## EXERCISE TASK
Write each line out exactly, leaving none out.

## THE RECORDS
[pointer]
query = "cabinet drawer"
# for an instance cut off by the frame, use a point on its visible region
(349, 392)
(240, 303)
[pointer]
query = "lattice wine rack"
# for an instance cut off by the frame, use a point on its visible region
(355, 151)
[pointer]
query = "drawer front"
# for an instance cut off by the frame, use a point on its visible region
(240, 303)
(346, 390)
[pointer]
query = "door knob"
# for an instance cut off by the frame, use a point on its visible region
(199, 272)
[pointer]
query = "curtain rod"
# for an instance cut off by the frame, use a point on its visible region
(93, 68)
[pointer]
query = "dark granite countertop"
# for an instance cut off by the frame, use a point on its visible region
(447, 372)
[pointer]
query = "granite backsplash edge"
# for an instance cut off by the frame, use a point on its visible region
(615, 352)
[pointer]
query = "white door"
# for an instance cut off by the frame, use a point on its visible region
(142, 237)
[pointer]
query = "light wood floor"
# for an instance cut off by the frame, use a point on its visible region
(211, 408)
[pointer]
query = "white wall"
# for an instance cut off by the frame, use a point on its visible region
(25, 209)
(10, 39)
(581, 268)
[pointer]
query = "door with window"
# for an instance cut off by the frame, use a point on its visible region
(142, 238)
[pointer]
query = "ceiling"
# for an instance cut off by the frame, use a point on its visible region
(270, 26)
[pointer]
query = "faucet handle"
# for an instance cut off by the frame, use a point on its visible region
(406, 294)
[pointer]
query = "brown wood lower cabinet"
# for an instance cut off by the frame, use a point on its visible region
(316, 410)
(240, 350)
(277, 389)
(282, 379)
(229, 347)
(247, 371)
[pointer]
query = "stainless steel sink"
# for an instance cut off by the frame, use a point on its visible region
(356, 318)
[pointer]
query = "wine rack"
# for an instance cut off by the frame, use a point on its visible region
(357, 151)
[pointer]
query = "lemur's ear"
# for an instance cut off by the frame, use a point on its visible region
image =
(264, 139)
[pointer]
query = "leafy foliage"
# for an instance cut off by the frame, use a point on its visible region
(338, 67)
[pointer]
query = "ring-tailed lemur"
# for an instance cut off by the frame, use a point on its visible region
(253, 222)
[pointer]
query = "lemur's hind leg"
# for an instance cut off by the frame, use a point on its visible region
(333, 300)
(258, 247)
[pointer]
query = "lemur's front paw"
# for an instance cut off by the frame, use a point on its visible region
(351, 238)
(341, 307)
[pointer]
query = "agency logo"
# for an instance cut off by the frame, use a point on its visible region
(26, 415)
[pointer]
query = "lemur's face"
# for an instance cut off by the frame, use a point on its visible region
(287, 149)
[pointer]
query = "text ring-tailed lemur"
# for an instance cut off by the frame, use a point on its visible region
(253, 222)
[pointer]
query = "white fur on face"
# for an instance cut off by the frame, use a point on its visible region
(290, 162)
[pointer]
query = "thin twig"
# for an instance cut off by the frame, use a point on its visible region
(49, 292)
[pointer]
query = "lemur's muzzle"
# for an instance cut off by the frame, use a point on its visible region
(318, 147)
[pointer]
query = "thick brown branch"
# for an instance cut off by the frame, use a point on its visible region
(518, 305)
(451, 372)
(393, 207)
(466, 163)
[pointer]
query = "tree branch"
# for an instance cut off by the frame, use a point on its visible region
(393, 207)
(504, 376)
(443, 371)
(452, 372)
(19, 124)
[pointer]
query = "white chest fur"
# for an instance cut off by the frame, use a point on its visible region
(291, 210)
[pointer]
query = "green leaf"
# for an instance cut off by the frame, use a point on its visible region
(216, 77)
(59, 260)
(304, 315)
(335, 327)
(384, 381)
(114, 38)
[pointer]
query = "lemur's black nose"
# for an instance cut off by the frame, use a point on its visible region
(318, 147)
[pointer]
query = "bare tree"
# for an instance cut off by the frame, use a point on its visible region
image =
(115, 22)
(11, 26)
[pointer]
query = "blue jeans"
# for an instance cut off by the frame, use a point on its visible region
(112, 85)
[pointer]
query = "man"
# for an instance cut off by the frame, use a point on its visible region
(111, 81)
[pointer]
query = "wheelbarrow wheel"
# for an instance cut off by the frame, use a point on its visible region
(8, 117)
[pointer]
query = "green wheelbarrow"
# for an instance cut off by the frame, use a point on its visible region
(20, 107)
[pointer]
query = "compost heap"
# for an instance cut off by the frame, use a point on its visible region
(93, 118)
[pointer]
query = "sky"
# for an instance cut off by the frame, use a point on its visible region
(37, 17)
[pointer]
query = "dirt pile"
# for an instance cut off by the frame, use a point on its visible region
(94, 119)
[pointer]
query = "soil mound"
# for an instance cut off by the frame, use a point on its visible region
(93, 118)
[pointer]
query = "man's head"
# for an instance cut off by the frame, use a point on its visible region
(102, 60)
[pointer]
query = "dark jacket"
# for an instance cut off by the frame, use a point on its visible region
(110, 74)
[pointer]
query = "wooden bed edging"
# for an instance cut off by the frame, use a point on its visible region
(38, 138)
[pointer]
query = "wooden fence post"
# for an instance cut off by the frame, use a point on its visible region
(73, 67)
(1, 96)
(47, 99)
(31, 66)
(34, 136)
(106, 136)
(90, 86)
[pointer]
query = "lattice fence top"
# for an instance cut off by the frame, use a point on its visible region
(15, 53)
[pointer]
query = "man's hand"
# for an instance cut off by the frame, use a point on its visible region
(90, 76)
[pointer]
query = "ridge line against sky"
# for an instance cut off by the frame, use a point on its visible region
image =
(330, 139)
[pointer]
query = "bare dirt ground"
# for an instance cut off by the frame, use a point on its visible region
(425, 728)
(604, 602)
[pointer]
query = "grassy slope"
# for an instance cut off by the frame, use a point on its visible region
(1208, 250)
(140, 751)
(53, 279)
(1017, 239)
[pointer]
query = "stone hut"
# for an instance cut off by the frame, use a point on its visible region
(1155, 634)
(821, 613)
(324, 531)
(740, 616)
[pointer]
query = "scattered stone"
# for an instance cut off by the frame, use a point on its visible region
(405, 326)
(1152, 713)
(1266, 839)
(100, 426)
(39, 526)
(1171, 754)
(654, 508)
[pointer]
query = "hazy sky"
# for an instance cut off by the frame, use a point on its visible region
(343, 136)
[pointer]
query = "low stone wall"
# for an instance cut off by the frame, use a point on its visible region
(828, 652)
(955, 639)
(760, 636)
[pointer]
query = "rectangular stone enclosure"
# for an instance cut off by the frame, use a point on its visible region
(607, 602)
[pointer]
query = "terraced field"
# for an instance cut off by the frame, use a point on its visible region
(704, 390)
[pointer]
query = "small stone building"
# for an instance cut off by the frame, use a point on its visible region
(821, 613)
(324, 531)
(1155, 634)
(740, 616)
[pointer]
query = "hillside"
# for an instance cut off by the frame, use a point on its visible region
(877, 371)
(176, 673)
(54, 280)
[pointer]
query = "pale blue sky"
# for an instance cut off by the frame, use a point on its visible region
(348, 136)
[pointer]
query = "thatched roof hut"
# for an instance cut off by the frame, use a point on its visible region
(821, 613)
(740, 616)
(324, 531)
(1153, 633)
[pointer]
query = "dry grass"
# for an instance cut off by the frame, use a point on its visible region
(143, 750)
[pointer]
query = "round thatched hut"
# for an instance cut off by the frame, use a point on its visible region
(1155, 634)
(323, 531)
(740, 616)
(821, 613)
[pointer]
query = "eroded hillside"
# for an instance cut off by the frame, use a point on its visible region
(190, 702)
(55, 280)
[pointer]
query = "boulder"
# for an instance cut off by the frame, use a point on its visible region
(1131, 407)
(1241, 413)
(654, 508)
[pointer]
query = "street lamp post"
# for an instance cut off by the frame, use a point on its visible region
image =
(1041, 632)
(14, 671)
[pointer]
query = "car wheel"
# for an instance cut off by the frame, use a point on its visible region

## RESULT
[pointer]
query = "cabinet drawer"
# for an instance cut off by the frame, use a point on its visible region
(349, 392)
(240, 303)
[pointer]
query = "lattice wine rack"
# for an instance cut off by the frame, use a point on its visible region
(355, 151)
[pointer]
query = "drawer front"
# for an instance cut off by the frame, use a point on its visible region
(240, 303)
(346, 390)
[pointer]
query = "door knob"
# for an instance cut off by the frame, use a point on its visible region
(199, 272)
[pointer]
query = "curtain rod"
# for an instance cut off by the frame, use a point on its visible region
(93, 68)
[pointer]
query = "dark granite countertop"
# for an instance cut off by the frame, use a point on its visible region
(447, 372)
[pointer]
query = "granite backsplash edge"
# for an instance cut off by the frame, use a point on its visible region
(615, 352)
[pointer]
query = "white door"
# for an instance cut off by the frame, use a point on its visible region
(142, 237)
[pointer]
query = "light wood floor"
# for an instance cut off by the frame, use a point on its visible region
(211, 408)
[pointer]
query = "white wall"
# for an instance cut off by the frame, use a point on its visible region
(25, 209)
(10, 39)
(581, 268)
[pointer]
query = "door with window"
# for an instance cut off by the frame, use a point on its visible region
(142, 238)
[pointer]
query = "ceiling"
# for an instance cut off by the frame, use a point on its visible region
(270, 26)
[pointer]
query = "faucet handle"
# for an instance cut off by the frame, use a point on its visible region
(406, 294)
[pointer]
query = "brown wood lower cabinet"
# for an instance cut off by the frame, use a point on its visible region
(316, 410)
(240, 350)
(277, 389)
(282, 379)
(229, 347)
(247, 371)
[pointer]
query = "stainless steel sink"
# for an instance cut off by the frame, use a point on its visible region
(356, 318)
[pointer]
query = "wine rack"
# for an instance cut off by the frame, use a point on its visible region
(357, 151)
[pointer]
query = "lemur's ear"
# for an instance cut off by the frame, use a point on its visible region
image =
(264, 139)
[pointer]
query = "leafy foliage"
# for an instance cut off by the frame, use a point on its visible region
(338, 67)
[pointer]
query = "ring-tailed lemur"
# for an instance cut off by the frame, use a point on its visible region
(253, 222)
[pointer]
query = "lemur's hind leg"
# for an instance cut off by the frame, use a point on its visible region
(333, 300)
(258, 247)
[pointer]
query = "lemur's front paw"
# for an instance cut off by the frame, use a point on its visible region
(351, 238)
(341, 307)
[pointer]
query = "agency logo"
# for an instance cut off by the frame, use a point on its visible region
(26, 415)
[pointer]
query = "lemur's face"
# for an instance cut off by the frame, use a point on its visible region
(287, 149)
[pointer]
query = "text ring-tailed lemur"
# for an instance cut off by the frame, use a point on its visible region
(253, 222)
[pointer]
query = "white fur on face"
# for an instance cut off by the frame, use a point on its visible region
(290, 162)
[pointer]
query = "thin twig"
# for an instance cut off by the frame, use a point on its visible region
(49, 292)
[pointer]
query = "lemur's muzzle"
# for an instance cut off by the frame, use a point on its visible region
(318, 147)
[pointer]
query = "thick brown branch"
# for an instance cut off by the frame, use a point on its visible region
(518, 305)
(451, 372)
(393, 207)
(466, 163)
[pointer]
query = "tree branch"
# for an instance cut off by the frame, use a point on its visible region
(393, 207)
(504, 376)
(443, 371)
(452, 372)
(19, 124)
[pointer]
query = "white chest fur"
# for an instance cut off by the frame, use a point on its visible region
(291, 210)
[pointer]
query = "green leaf"
# for an instance cut off by the frame, use a point on its visible region
(216, 77)
(59, 260)
(304, 315)
(335, 327)
(384, 381)
(114, 38)
[pointer]
query = "lemur's black nose"
# for an instance cut off by the frame, use a point on its visible region
(318, 147)
[pointer]
query = "bare tree"
# for an instance cut off by the frame, use a point on its visible region
image =
(115, 22)
(11, 26)
[pointer]
query = "blue jeans"
# for an instance cut off by the frame, use a point on its visible region
(112, 85)
[pointer]
query = "man"
# for an instance cut off by the frame, use a point on its visible region
(111, 81)
[pointer]
query = "wheelbarrow wheel"
# for an instance cut off by the frame, use a point on its visible region
(8, 117)
[pointer]
query = "green wheelbarrow"
# for an instance cut off by the frame, use a point on its visible region
(20, 107)
[pointer]
query = "compost heap"
# for an instance cut off by the frame, use a point on its visible region
(93, 118)
[pointer]
query = "sky"
# for an instance cut off by the frame, use a point on its visible region
(37, 17)
[pointer]
query = "dirt pile"
# for an instance cut off by the frame, use a point on its visible region
(94, 119)
[pointer]
query = "soil mound"
# for an instance cut off by the frame, use a point on its visible region
(93, 118)
[pointer]
query = "man's head"
# for an instance cut off by the frame, use a point on its visible region
(102, 60)
[pointer]
query = "dark jacket"
# for an instance cut off by the frame, use a point on its visible region
(110, 74)
[pointer]
query = "wooden bed edging"
# for an instance cut off by the frame, use a point on its visible region
(38, 138)
[pointer]
query = "wooden fence post"
# for an instance cut off by the frame, use a point on its visible region
(73, 67)
(1, 96)
(47, 99)
(31, 66)
(34, 136)
(106, 136)
(90, 86)
[pointer]
query = "lattice fence top"
# for an instance cut off by the frame, use a point on its visible region
(15, 53)
[pointer]
query = "man's hand"
# for an instance cut off by the frame, use a point on its visible region
(90, 76)
[pointer]
query = "ridge line against sky"
# for an instance cut off by the frame, use a point on its visible region
image =
(330, 139)
[pointer]
query = "bare dirt ground"
# for an instance cut off by the frame, use a point on its visible region
(425, 728)
(604, 602)
[pointer]
query = "grassy slope"
# for an instance cut off by the frame, use a point on its visible region
(1208, 250)
(140, 751)
(53, 279)
(1017, 239)
[pointer]
query = "stone hut"
# for an instance cut off by the frame, use a point on its visible region
(1155, 634)
(821, 613)
(324, 531)
(740, 616)
[pointer]
query = "scattered stone"
# for an instance cut off by the frame, use a point on its visible region
(405, 326)
(1152, 713)
(1266, 839)
(100, 426)
(39, 526)
(1171, 754)
(654, 508)
[pointer]
query = "hazy sky"
# for an instance cut off by the frame, use a point on its visible region
(343, 136)
[pointer]
query = "low stone wall"
# for an instance cut off by the frame, use a point on its visible region
(828, 652)
(955, 639)
(760, 636)
[pointer]
query = "rectangular stone enclosure"
# for an instance cut off by the frame, use a point on its visible region
(607, 602)
[pointer]
query = "terraced field"
# for an instance cut off by the frame, use a point on its visible region
(704, 390)
[pointer]
query = "small stone building"
# for an instance cut off by the frame, use a point on its visible region
(821, 613)
(324, 531)
(1155, 634)
(740, 616)
[pointer]
query = "hillside"
# for an instance cut off by the frame, use a point on its visible region
(877, 371)
(176, 673)
(54, 280)
[pointer]
query = "pale blue sky"
# for an instance cut off by the frame, use a point on its visible region
(348, 136)
[pointer]
query = "thatched roof hut"
# for an instance cut off by the frame, use a point on its visible region
(821, 613)
(740, 616)
(324, 531)
(1153, 633)
[pointer]
query = "dry grass"
# for an instance cut off by the frame, use a point on its visible region
(143, 750)
[pointer]
query = "round thatched hut"
# for an instance cut off by the frame, use a point on its visible region
(1155, 634)
(323, 531)
(740, 616)
(821, 613)
[pointer]
query = "eroded hillside"
# for an instance cut off by the frame, use a point on its visible region
(190, 702)
(55, 280)
[pointer]
query = "boulder"
# for an instance cut off by the frame, use a point on its visible region
(1131, 407)
(1241, 413)
(654, 508)
[pointer]
query = "street lamp post"
# for an instance cut off by the frame, use a point on its visible region
image =
(1041, 632)
(14, 671)
[pointer]
query = "car wheel"
# for an instance cut off by the frame, use a point on its visible region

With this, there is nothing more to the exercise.